Quoted text:
※

Abstract: Limited resources in urban environments, such as road networks, energy and water, are under increasing strain as a result of population growth. However, such resources could be managed in a better way through behavioural change. This presentation explores ICT-enabled autonomous behavioural change as a means to ameliorate sustainability issues in future cities. In particular, the focus is on multi-agent systems applied to energy demand-side management and to traffic congestion.

Bio:Prof. Siobhán Clarke is a Professor in the School of Computer Science and Statistics at Trinity College Dublin. She joined Trinity in 2000, having previously worked for over ten years as a software engineer for IBM. Her current research focus is on software engineering models for the provision of smart and dynamic software services to urban stakeholders, addressing research challenges in the engineering of dynamic software in ad hoc, mobile environments. She is the founding Director of Future Cities, the Trinity Centre for Smart and Sustainable Cities, which includes contributors from a wide range of disciplines, including Computer Science, Statistics, Engineering, Social Science, Geography, Law, Business and the Health Sciences. She leads the School’s Distributed Systems Group, and was elected Fellow of Trinity College Dublin in 2006.

  • Adam Greenfield (London School of Economics) Another City is Possible: Networked Urbanism from Above and Below?

Abstract: In this talk, I will argue that the narrative of the smart city, as it is currently articulated, is limited and gives rise to a potentially authoritarian vision of cities under centralized, computational surveillance and control: overplanned, overdetermined, and driven by the needs of enterprise. But I will also contend that an alternative exists, and will explore some practical, concrete ways we might use the networked information technologies we already have to advance and support an urban experience that responds to our needs, demands, and desires. How might we inscribe a robust conception of the right to the city in these systems that will do so much to define the urban experience in the twenty-first century?

※

Supplied entries:
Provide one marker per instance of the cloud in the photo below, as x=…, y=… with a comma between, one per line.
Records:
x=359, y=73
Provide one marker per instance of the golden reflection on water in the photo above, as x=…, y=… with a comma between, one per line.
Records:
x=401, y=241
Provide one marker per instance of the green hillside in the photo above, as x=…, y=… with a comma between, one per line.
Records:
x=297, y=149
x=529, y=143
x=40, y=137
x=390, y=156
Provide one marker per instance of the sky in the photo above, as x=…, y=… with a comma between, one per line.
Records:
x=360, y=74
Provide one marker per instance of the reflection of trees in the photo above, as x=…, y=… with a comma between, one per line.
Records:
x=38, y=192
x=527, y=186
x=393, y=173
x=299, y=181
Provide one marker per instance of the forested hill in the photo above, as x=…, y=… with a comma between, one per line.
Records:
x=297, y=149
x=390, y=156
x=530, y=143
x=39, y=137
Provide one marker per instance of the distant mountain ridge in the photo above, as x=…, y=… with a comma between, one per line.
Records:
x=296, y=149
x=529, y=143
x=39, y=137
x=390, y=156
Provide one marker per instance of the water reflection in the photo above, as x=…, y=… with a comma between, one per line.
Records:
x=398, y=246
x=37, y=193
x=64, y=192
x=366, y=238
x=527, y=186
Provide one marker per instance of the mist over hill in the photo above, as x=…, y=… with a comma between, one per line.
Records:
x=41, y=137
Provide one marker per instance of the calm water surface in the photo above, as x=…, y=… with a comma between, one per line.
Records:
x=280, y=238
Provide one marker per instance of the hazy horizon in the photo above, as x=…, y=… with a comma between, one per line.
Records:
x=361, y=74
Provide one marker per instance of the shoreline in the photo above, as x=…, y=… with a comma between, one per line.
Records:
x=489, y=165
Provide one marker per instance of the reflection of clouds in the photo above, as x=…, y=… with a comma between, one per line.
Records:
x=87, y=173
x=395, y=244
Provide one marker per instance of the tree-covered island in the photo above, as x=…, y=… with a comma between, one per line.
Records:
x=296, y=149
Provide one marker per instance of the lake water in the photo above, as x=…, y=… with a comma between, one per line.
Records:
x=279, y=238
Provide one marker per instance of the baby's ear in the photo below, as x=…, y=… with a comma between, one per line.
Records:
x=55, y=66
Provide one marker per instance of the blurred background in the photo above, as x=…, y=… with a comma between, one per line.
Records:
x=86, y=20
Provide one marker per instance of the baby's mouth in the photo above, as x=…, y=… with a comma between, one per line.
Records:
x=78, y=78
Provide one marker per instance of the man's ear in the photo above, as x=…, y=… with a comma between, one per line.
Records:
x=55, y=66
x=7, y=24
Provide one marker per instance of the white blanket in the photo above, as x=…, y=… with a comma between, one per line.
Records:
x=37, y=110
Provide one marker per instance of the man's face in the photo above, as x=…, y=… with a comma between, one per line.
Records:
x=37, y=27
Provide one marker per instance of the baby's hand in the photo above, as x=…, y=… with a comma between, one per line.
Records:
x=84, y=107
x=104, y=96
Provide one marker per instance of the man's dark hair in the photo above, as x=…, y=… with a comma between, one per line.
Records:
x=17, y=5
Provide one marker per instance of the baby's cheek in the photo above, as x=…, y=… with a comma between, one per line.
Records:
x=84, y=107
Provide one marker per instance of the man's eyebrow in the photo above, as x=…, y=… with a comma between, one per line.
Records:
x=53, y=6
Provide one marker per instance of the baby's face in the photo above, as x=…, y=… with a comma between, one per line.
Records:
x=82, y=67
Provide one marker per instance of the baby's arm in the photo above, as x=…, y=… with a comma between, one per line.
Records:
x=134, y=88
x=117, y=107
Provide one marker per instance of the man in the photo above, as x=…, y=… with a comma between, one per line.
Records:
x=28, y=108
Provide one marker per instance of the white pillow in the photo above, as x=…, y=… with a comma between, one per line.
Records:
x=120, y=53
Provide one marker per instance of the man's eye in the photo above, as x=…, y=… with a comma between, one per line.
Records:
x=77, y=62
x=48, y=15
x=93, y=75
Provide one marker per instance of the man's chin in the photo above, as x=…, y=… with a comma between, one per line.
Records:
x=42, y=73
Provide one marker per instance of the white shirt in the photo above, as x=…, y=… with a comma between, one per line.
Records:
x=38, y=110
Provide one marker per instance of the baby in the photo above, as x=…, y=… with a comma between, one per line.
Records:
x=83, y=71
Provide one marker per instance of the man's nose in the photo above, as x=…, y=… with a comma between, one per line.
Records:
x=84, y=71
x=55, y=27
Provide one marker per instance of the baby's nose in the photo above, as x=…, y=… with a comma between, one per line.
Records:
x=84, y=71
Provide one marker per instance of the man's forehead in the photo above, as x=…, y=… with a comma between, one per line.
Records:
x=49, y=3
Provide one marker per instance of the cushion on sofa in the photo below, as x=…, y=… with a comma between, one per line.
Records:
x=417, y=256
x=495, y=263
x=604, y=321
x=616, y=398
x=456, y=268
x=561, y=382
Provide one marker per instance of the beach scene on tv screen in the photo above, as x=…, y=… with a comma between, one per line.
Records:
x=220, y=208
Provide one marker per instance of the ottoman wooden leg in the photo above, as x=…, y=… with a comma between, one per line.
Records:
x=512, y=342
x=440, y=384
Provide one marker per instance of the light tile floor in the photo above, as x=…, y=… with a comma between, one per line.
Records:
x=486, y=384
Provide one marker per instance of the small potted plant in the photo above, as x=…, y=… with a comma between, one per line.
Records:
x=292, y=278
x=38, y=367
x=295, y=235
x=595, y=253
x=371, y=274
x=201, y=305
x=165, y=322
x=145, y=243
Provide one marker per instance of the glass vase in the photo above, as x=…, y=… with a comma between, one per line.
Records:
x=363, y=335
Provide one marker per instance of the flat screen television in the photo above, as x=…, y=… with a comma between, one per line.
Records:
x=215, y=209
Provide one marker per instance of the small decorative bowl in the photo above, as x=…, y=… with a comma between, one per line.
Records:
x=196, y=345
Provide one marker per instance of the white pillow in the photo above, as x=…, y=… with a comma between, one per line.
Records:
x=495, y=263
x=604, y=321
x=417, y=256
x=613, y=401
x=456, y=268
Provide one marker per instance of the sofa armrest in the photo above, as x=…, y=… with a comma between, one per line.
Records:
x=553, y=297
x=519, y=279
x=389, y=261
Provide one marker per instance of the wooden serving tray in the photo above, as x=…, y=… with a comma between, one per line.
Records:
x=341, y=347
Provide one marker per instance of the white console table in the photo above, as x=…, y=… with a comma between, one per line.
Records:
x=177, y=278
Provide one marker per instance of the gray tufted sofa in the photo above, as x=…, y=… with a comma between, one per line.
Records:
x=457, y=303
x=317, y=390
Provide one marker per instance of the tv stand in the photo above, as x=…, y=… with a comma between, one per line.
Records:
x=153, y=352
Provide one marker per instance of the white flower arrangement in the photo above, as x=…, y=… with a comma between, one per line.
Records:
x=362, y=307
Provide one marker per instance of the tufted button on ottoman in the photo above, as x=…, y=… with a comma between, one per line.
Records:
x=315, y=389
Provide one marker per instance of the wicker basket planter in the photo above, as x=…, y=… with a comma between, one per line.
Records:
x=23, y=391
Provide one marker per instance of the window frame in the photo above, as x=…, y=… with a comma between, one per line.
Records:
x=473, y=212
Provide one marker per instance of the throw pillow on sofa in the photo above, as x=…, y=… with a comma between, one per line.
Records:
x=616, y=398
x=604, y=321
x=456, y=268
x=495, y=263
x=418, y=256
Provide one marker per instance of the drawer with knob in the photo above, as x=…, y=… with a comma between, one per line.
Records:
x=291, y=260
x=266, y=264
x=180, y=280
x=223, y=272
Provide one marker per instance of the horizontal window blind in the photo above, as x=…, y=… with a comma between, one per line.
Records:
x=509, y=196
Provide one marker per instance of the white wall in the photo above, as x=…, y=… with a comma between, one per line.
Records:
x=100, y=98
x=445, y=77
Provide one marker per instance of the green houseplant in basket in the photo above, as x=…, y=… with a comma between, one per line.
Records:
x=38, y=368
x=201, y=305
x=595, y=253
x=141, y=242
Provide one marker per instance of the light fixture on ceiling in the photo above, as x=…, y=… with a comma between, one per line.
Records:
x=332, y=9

※

Challenge A:
Condense the paragraph of the smart-cities text that begins "Bio:Prof. Siobhán Clarke" into a bulleted list that keeps its main facts.
Challenge B:
Reproduce the records from the line with "Provide one marker per instance of the baby's mouth" up to and including the line with "x=28, y=108", requests included. Offset every x and y coordinate in the answers by adding 3.

Exercise output A:
- Professor in the School of Computer Science and Statistics at Trinity College Dublin
- Joined Trinity in 2000 after more than ten years as a software engineer at IBM
- Research focus: software engineering models for smart, dynamic software services for urban stakeholders, especially dynamic software in ad hoc, mobile environments
- Founding Director of Future Cities, the Trinity Centre for Smart and Sustainable Cities, with contributors from Computer Science, Statistics, Engineering, Social Science, Geography, Law, Business and the Health Sciences
- Leads the School's Distributed Systems Group
- Elected Fellow of Trinity College Dublin in 2006

Exercise output B:
Provide one marker per instance of the baby's mouth in the photo above, as x=…, y=… with a comma between, one per line.
Records:
x=81, y=81
Provide one marker per instance of the man's ear in the photo above, as x=…, y=… with a comma between, one per line.
Records:
x=58, y=69
x=10, y=27
Provide one marker per instance of the white blanket in the photo above, as x=…, y=… with a comma between, one per line.
Records:
x=40, y=113
Provide one marker per instance of the man's face in the photo above, as x=…, y=… with a comma between, one per line.
Records:
x=40, y=30
Provide one marker per instance of the baby's hand in the photo above, as x=…, y=… with a comma between, one per line.
Records:
x=87, y=110
x=107, y=99
Provide one marker per instance of the man's dark hair in the photo above, as x=…, y=… with a comma between, one per line.
Records:
x=20, y=8
Provide one marker per instance of the baby's cheek in the photo above, as x=…, y=… with a comma between, one per line.
Records:
x=87, y=110
Provide one marker per instance of the man's eyebrow in the photo above, as x=…, y=… with a comma between, one per line.
Records:
x=56, y=9
Provide one marker per instance of the baby's face in the photo above, as x=…, y=… with a comma between, one per line.
Records:
x=85, y=70
Provide one marker per instance of the baby's arm in the photo above, as x=…, y=… with a comma between, one per line.
Records:
x=137, y=91
x=120, y=110
Provide one marker per instance of the man in the photo above, as x=…, y=… with a comma between, one per line.
Records:
x=31, y=111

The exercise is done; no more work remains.